Collected data entries:
******************************

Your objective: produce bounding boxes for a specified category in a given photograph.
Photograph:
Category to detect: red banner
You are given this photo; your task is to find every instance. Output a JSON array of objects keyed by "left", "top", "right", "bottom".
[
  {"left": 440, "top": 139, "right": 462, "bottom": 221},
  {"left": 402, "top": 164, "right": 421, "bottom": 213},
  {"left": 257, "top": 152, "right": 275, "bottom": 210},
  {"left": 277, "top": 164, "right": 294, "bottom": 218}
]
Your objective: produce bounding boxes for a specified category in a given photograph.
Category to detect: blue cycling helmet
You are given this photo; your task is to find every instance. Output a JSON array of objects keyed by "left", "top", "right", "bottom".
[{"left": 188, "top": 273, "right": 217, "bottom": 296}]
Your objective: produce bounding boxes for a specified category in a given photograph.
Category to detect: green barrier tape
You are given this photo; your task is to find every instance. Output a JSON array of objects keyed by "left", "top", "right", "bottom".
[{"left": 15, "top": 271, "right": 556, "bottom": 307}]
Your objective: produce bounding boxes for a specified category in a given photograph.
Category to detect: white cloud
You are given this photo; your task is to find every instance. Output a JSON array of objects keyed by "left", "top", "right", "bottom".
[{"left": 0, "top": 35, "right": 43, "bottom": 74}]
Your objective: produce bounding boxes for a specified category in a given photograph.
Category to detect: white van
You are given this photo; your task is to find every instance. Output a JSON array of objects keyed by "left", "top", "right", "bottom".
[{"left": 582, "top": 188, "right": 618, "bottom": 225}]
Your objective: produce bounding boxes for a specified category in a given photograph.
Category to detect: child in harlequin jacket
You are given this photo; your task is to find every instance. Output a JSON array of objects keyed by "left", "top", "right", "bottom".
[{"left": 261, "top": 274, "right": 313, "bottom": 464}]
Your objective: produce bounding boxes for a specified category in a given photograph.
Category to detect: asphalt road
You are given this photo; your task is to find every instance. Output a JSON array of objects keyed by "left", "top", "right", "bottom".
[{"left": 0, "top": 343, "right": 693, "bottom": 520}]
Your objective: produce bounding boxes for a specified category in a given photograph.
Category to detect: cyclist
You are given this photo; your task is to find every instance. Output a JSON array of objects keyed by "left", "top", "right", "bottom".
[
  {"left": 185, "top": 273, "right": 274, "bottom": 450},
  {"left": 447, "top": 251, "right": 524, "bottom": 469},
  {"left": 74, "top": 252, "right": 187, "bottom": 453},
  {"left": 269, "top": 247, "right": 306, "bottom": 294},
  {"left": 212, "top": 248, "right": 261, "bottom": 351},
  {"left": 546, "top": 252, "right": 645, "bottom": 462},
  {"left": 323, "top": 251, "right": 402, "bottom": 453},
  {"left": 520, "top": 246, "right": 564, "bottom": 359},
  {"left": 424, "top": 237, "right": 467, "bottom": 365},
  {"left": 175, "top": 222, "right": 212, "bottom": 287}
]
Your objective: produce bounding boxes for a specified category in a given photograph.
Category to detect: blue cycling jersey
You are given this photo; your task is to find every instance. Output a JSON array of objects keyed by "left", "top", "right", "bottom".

******************************

Work to be completed:
Show each line of the records that contains the string "cycling", treating uppercase and lowercase letters as different.

Written response:
Category to detect: blue cycling helmet
Category to detect: blue cycling jersey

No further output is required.